§ Natural-language object grounding data:
·····
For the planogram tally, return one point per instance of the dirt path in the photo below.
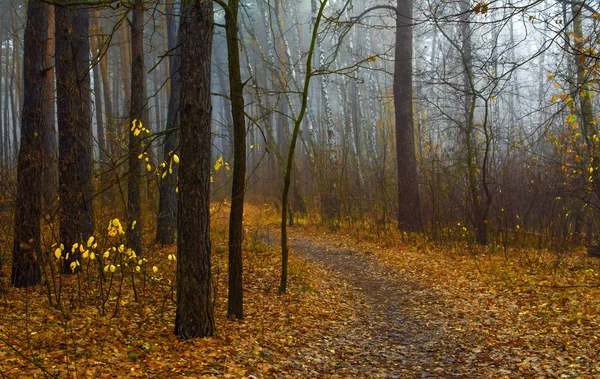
(399, 330)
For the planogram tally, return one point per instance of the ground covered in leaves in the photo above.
(358, 305)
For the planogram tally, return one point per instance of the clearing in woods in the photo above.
(358, 305)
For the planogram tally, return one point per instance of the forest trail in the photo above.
(391, 334)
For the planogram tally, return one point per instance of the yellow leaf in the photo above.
(219, 163)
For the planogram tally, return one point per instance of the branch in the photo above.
(384, 6)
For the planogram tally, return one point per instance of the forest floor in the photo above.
(358, 305)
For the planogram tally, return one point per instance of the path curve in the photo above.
(392, 336)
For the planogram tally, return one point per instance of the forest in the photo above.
(299, 188)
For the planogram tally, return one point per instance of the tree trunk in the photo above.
(290, 158)
(195, 313)
(138, 100)
(74, 127)
(167, 201)
(26, 251)
(409, 209)
(238, 189)
(49, 149)
(96, 42)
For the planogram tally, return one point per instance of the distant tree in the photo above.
(195, 313)
(135, 128)
(290, 158)
(409, 209)
(26, 250)
(72, 52)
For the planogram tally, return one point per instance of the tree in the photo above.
(74, 127)
(195, 313)
(166, 222)
(290, 158)
(409, 210)
(235, 303)
(26, 250)
(138, 100)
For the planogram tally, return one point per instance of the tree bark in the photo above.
(74, 127)
(26, 250)
(236, 88)
(166, 222)
(138, 100)
(49, 149)
(290, 158)
(195, 313)
(409, 209)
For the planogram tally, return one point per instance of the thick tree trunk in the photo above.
(238, 189)
(96, 43)
(74, 127)
(26, 250)
(138, 101)
(50, 167)
(195, 312)
(290, 157)
(409, 208)
(166, 223)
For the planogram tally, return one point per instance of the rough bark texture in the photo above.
(409, 211)
(74, 126)
(195, 313)
(26, 250)
(290, 158)
(49, 135)
(235, 299)
(166, 223)
(138, 99)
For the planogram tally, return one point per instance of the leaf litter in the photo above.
(357, 306)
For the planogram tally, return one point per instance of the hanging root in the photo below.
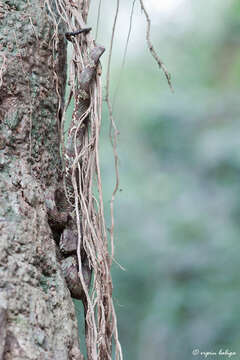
(81, 172)
(151, 48)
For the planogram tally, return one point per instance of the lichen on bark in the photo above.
(37, 319)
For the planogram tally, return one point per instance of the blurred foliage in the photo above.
(178, 210)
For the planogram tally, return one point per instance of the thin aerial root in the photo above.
(151, 48)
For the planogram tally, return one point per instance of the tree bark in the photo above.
(37, 317)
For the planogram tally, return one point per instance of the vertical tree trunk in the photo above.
(37, 319)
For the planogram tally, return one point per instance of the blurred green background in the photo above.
(177, 216)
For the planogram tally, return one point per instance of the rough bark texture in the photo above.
(37, 318)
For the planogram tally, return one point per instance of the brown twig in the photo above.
(151, 48)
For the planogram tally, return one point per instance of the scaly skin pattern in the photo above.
(66, 238)
(60, 203)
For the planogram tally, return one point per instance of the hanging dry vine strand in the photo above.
(80, 169)
(124, 54)
(151, 48)
(113, 135)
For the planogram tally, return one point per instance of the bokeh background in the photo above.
(177, 214)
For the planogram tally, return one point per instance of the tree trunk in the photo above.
(37, 317)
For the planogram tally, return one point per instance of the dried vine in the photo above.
(81, 169)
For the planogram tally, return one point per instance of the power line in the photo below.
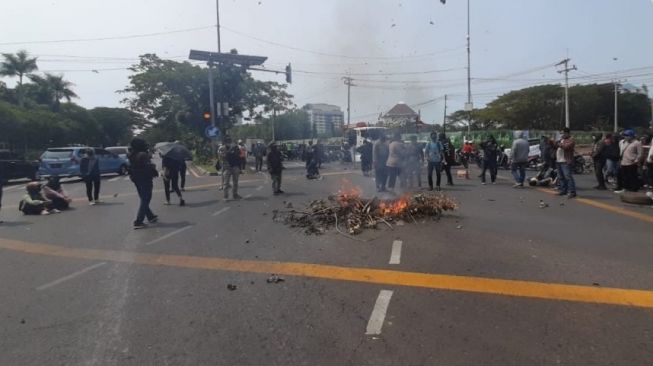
(319, 53)
(143, 35)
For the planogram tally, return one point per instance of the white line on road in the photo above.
(70, 276)
(169, 235)
(395, 257)
(377, 318)
(220, 211)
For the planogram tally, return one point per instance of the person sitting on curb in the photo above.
(53, 191)
(33, 203)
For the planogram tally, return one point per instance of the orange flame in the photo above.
(394, 208)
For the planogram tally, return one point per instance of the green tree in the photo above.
(51, 89)
(178, 92)
(19, 65)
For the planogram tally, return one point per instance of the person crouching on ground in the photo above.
(53, 191)
(33, 203)
(275, 168)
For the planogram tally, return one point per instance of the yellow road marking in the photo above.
(516, 288)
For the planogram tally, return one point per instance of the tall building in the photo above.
(325, 119)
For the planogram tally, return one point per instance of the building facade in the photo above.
(325, 119)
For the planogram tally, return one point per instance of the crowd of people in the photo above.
(617, 159)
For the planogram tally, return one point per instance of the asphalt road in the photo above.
(500, 281)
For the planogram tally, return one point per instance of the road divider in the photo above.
(478, 285)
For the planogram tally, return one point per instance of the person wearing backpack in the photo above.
(598, 156)
(231, 169)
(611, 153)
(449, 152)
(142, 172)
(435, 157)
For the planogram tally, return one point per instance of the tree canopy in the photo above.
(591, 107)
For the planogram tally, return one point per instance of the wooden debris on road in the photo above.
(353, 213)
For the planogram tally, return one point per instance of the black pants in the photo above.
(92, 188)
(438, 173)
(381, 177)
(599, 164)
(259, 163)
(490, 165)
(171, 181)
(627, 178)
(393, 173)
(182, 176)
(447, 171)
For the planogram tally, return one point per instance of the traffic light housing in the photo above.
(289, 74)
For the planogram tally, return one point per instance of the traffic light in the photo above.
(289, 74)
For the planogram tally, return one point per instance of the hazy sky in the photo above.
(401, 50)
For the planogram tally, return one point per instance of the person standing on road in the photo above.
(259, 153)
(449, 152)
(380, 152)
(490, 150)
(366, 157)
(142, 172)
(565, 159)
(414, 161)
(632, 156)
(275, 168)
(435, 157)
(243, 156)
(611, 153)
(598, 156)
(519, 158)
(89, 168)
(171, 171)
(232, 169)
(395, 161)
(182, 175)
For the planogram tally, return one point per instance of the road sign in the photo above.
(212, 132)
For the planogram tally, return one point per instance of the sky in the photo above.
(410, 51)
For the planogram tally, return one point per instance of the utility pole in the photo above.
(566, 71)
(349, 82)
(217, 11)
(617, 84)
(444, 118)
(469, 106)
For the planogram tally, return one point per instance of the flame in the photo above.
(394, 208)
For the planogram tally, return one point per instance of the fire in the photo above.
(394, 208)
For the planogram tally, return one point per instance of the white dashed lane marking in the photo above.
(377, 318)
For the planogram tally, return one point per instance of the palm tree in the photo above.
(53, 88)
(19, 65)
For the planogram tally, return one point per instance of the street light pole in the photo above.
(469, 73)
(217, 10)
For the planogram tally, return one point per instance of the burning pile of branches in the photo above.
(351, 212)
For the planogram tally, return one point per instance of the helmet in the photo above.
(33, 187)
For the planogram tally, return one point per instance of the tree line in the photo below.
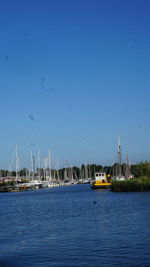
(141, 169)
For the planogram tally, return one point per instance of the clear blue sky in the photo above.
(73, 74)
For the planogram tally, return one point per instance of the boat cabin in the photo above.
(100, 176)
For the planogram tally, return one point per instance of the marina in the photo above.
(83, 225)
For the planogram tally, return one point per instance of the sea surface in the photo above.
(74, 226)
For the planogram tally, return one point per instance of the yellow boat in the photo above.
(101, 181)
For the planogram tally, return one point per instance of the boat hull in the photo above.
·····
§ Exercise aim:
Copy the records exactly as they appear, leaving every picture out.

§ Result:
For the planogram tally, return one point per instance of the dirt path in the photo below.
(399, 330)
For the planogram tally, return one point per instance of the ground covered in leaves in the photo above.
(358, 305)
For the planogram tally, return one point per instance of the clearing in woods in the photo above.
(358, 305)
For the planogram tally, return one point per instance of the forest trail in the photo above.
(391, 334)
For the planogram tally, return one point per instance of the yellow leaf in the photo above.
(219, 163)
For the planogram tally, return one point per instance of the branch in the photo above.
(384, 6)
For the planogram tally, return one point per instance of the forest floor in the photo above.
(358, 305)
For the planogram tally, return one point per instance of the path curve in the photo above.
(392, 336)
For the planogram tally, return one point per instance of the forest in the photo above.
(299, 188)
For the planogram tally, return one point per instance of the tree trunk in the photo above.
(290, 158)
(195, 313)
(138, 100)
(74, 127)
(167, 201)
(26, 251)
(409, 209)
(238, 189)
(49, 149)
(96, 42)
For the planogram tally, return one point per instance of the distant tree in the photo above.
(195, 313)
(135, 128)
(290, 158)
(409, 209)
(26, 250)
(72, 52)
For the planogram tally, return one point per instance of the tree in the photo above.
(74, 127)
(195, 313)
(166, 222)
(290, 158)
(409, 210)
(235, 303)
(26, 250)
(138, 100)
For the planogram tally, return one point per instance of the tree bark in the photo above.
(74, 127)
(26, 250)
(236, 88)
(166, 222)
(138, 100)
(49, 149)
(290, 158)
(195, 313)
(409, 209)
For the planogram tally, return one point per instance of the thick tree trunk in the photo above.
(238, 189)
(96, 43)
(74, 127)
(26, 250)
(138, 101)
(50, 167)
(195, 312)
(290, 157)
(409, 208)
(166, 223)
For the planogram tally, return one point per instance of the rough bark texture in the photo above.
(409, 211)
(74, 126)
(195, 313)
(26, 250)
(290, 158)
(49, 135)
(235, 299)
(166, 223)
(138, 99)
For the planogram tally, return one point per instance of the leaf litter in the photo above.
(357, 306)
For the planogram tally, return one point per instance of the hanging root in the photo below.
(81, 172)
(151, 48)
For the planogram tally, return one point per instance of the lichen on bark in the photo above.
(37, 319)
For the planogram tally, return one point per instance of the blurred foliage in the photo above.
(178, 210)
For the planogram tally, return one point per instance of the thin aerial root in the photo above.
(151, 48)
For the planogram tally, return one point per instance of the tree bark in the photo above.
(37, 317)
For the planogram tally, return one point per instance of the vertical tree trunk in the photo above.
(37, 319)
For the planogram tally, return one point per instance of the blurred green background in the photo above.
(177, 216)
For the planogram tally, return one point per instance of the rough bark texture in the photo above.
(37, 318)
For the planogram tally, return one point per instance of the brown twig in the photo above.
(151, 48)
For the planogram tally, return one point per instance of the scaly skin pattern in the photo above.
(66, 238)
(60, 203)
For the planogram tally, return one point per instance of the hanging dry vine strand in the photo above.
(80, 169)
(124, 54)
(151, 48)
(113, 135)
For the planogram tally, return one point per instance of the bokeh background in the photo above.
(177, 214)
For the planogram tally, return one point per instance of the tree trunk in the photo above.
(37, 317)
For the planogram tally, return one point per instance of the dried vine in the photo above.
(81, 169)
For the planogram tally, return one point per instance of the power line in the photo below.
(319, 53)
(143, 35)
For the planogram tally, return one point per instance of the white line on road in the photo above.
(70, 276)
(169, 235)
(395, 257)
(377, 318)
(220, 211)
For the planogram tally, return one point per instance of the person sitting on curb in the photo above.
(53, 191)
(33, 203)
For the planogram tally, return one point per instance of the orange flame in the photo above.
(394, 208)
For the planogram tally, return one point per instance of the green tree in the photo above.
(51, 89)
(178, 92)
(19, 65)
For the planogram tally, return one point per instance of the person crouching on ground in the photo above.
(53, 191)
(33, 203)
(275, 168)
For the planogram tally, return one point per instance of the yellow road marking in the photo above.
(516, 288)
For the planogram tally, return one point per instance of the tall building in the photo above.
(325, 119)
For the planogram tally, return one point per instance of the building facade in the photo above.
(325, 119)
For the planogram tally, return one point per instance of the crowd of people in the photo above.
(617, 159)
For the planogram tally, return one point per instance of the asphalt road in the photo above.
(500, 281)
For the planogram tally, return one point per instance of the road divider in the photo above.
(478, 285)
For the planogram tally, return one point per instance of the person wearing backpack in the photo above.
(598, 156)
(231, 169)
(611, 153)
(449, 152)
(142, 172)
(435, 157)
For the planogram tally, return one point per instance of the tree canopy in the photo above.
(591, 107)
For the planogram tally, return one point per instance of the wooden debris on road in the photo above.
(353, 213)
For the planogram tally, return one point per instance of the black pants in the photo above.
(92, 188)
(438, 173)
(381, 177)
(599, 164)
(259, 163)
(490, 165)
(171, 181)
(627, 178)
(393, 173)
(182, 176)
(447, 171)
For the planogram tally, return one point per instance of the traffic light housing in the photo above.
(289, 74)
For the planogram tally, return one point per instance of the traffic light in the photo above.
(289, 74)
For the planogram tally, return one point per instance of the hazy sky in the photo above.
(401, 50)
For the planogram tally, return one point per instance of the person standing on road in the photo above.
(259, 153)
(449, 152)
(380, 152)
(490, 150)
(366, 157)
(142, 172)
(565, 159)
(414, 161)
(632, 156)
(275, 168)
(435, 157)
(243, 156)
(611, 153)
(598, 156)
(519, 158)
(89, 168)
(171, 171)
(232, 169)
(395, 161)
(182, 175)
For the planogram tally, return one point per instance of the road sign in the photo above.
(212, 132)
For the planogram tally, return one point per instance of the sky in the photo above.
(410, 51)
For the planogram tally, return one point per instance of the utility pole in the photo above.
(566, 71)
(349, 82)
(217, 11)
(617, 84)
(444, 118)
(469, 106)
For the planogram tally, return one point per instance of the flame in the photo above.
(394, 208)
For the planogram tally, return one point per instance of the fire in the photo above.
(394, 208)
For the planogram tally, return one point per instance of the white dashed lane marking in the photo above.
(377, 318)
For the planogram tally, return one point per instance of the palm tree in the photo above.
(53, 88)
(19, 65)
For the planogram tally, return one point per instance of the street light pole in the photo above.
(469, 73)
(217, 10)
For the planogram tally, return one point per instance of the burning pile of branches in the photo above.
(351, 212)
For the planogram tally, return one point per instance of the helmet in the photo above.
(33, 187)
For the planogram tally, return one point per instance of the tree line in the photo below.
(141, 169)
For the planogram tally, return one point per instance of the clear blue sky in the photo above.
(73, 74)
For the planogram tally, return one point per instance of the boat cabin in the photo above.
(100, 176)
For the planogram tally, return one point per instance of the marina in the photo above.
(83, 225)
For the planogram tally, return one point per instance of the sea surface in the photo above.
(74, 226)
For the planogram tally, return one point per instance of the yellow boat in the photo above.
(101, 181)
For the planogram tally, return one point per instance of the boat hull in the photo above.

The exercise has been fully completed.